Extracted records:
Segment Open

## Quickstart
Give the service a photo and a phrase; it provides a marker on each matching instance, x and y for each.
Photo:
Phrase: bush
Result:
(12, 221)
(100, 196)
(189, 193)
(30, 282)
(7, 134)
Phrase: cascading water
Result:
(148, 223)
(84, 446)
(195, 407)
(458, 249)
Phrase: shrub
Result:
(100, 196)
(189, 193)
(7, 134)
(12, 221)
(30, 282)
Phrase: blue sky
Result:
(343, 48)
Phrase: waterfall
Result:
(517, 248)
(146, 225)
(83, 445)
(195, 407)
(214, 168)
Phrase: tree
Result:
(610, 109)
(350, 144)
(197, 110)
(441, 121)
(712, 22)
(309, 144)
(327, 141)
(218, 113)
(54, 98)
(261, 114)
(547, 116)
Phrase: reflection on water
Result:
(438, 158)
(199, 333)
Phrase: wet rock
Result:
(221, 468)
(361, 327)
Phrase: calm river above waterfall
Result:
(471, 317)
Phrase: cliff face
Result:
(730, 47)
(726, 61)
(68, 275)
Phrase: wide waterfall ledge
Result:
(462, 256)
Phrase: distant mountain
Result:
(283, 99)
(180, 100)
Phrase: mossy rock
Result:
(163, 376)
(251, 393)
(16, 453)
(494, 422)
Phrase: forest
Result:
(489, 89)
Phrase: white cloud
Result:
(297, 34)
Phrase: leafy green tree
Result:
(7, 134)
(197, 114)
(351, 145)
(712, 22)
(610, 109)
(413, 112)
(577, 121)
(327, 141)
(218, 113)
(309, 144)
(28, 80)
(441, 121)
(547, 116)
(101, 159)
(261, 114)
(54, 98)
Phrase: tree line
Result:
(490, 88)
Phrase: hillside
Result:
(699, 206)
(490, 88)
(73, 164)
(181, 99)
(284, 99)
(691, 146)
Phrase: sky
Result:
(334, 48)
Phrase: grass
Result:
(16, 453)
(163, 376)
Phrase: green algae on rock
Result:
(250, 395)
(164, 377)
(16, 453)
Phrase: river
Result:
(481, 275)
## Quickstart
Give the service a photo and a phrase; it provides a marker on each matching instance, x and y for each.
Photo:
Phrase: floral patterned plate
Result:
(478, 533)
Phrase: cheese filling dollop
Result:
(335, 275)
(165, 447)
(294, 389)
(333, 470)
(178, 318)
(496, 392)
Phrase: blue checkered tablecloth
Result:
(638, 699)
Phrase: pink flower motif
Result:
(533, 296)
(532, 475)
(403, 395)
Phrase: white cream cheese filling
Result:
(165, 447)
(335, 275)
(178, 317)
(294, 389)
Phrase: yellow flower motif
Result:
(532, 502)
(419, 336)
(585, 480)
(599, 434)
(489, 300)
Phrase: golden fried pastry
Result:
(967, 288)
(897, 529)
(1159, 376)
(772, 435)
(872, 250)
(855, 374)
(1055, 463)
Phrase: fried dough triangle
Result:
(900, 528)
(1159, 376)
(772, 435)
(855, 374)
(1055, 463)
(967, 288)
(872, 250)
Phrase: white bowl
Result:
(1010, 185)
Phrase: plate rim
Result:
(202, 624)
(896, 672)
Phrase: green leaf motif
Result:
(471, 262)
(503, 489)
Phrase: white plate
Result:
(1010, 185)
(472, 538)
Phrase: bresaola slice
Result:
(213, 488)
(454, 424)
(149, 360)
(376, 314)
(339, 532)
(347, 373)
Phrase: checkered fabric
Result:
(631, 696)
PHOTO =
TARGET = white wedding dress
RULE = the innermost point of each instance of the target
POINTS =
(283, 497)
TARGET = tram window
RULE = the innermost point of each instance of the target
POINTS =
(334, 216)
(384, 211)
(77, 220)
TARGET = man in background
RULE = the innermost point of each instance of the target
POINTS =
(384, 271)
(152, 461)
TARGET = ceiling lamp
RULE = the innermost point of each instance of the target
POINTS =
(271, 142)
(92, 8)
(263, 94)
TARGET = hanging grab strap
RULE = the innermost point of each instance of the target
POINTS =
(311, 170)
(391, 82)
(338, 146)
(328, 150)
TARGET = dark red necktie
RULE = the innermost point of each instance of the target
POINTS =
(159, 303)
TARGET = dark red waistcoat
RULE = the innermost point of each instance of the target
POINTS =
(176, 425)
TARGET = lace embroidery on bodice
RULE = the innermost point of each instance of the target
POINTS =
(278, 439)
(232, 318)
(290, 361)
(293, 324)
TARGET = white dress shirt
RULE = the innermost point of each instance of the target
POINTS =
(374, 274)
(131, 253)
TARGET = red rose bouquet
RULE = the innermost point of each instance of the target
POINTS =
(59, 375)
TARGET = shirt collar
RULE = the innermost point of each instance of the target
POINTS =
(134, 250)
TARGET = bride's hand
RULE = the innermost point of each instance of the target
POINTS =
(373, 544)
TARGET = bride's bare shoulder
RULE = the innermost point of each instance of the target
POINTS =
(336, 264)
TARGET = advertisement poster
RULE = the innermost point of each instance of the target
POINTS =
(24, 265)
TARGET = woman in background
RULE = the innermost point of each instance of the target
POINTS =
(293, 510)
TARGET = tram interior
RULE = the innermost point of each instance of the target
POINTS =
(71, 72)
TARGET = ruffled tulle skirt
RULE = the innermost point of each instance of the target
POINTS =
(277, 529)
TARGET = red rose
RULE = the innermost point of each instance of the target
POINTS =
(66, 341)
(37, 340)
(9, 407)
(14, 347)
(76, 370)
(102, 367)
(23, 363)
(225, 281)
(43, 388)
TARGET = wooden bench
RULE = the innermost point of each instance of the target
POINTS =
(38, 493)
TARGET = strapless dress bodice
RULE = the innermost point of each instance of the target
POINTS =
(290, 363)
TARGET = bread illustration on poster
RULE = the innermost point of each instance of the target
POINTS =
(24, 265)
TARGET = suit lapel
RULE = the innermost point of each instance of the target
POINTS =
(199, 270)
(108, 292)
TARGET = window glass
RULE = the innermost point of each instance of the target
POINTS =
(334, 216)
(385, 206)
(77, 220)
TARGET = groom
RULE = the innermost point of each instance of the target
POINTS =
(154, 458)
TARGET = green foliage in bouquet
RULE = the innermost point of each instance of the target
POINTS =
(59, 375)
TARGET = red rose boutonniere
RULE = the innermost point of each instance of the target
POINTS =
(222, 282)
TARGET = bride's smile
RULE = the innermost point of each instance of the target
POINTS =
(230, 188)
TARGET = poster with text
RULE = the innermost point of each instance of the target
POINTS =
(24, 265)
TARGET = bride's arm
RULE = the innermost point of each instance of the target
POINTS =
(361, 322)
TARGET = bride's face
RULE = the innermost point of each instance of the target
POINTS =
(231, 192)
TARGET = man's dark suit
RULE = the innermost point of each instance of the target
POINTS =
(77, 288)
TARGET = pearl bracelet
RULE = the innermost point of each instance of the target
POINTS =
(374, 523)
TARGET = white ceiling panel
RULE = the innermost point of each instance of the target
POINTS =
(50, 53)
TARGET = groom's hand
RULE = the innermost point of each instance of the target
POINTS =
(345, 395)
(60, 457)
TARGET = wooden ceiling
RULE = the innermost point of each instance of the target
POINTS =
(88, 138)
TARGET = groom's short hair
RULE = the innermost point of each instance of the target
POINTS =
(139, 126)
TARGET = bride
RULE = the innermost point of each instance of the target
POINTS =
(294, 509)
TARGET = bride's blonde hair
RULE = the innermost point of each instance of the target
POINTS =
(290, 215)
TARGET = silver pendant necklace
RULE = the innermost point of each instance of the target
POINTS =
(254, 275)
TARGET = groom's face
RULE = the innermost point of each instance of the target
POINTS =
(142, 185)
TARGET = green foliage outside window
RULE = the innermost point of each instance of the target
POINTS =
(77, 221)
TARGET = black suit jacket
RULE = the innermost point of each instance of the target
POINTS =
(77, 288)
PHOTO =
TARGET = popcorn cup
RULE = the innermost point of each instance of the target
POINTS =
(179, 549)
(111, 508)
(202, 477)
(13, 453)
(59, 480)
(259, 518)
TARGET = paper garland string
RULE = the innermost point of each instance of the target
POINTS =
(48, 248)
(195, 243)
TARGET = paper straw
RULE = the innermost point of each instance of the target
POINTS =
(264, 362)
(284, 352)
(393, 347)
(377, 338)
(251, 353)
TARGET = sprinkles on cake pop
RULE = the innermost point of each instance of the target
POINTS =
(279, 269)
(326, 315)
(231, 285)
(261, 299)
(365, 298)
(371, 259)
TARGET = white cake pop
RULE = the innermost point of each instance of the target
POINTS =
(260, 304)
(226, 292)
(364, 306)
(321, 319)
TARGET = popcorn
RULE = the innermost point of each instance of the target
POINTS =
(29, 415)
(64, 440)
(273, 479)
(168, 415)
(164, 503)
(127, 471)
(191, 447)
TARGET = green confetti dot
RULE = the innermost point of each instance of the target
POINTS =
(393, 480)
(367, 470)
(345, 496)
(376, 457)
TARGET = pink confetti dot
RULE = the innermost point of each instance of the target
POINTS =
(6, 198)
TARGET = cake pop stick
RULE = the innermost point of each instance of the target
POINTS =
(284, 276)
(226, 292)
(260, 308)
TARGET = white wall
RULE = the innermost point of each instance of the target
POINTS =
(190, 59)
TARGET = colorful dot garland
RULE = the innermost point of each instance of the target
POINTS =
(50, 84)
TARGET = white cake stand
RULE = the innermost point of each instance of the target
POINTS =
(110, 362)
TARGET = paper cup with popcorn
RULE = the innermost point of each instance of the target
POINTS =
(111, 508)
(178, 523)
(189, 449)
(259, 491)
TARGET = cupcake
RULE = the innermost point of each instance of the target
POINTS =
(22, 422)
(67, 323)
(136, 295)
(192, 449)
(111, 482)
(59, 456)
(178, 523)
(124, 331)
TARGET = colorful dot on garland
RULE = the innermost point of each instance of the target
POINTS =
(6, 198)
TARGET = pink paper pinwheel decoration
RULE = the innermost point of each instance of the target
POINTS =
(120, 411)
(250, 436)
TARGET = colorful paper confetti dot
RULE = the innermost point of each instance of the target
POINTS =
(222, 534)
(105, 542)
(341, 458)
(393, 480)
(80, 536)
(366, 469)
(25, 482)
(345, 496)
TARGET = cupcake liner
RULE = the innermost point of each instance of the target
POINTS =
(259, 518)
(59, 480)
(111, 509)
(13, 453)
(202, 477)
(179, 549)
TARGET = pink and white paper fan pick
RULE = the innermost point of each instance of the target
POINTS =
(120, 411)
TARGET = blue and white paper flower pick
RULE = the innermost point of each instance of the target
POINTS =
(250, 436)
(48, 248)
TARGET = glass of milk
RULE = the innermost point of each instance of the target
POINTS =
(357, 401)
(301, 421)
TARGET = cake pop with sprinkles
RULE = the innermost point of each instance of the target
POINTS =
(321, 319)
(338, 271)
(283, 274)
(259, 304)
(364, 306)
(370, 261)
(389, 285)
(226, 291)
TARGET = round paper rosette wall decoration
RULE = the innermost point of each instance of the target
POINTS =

Segment Closed

__About this task__
Check each line above for "rock" and return the ones that have it.

__Result of this exercise__
Phrase: wet rock
Phrase: mossy rock
Phrase: green algae on rock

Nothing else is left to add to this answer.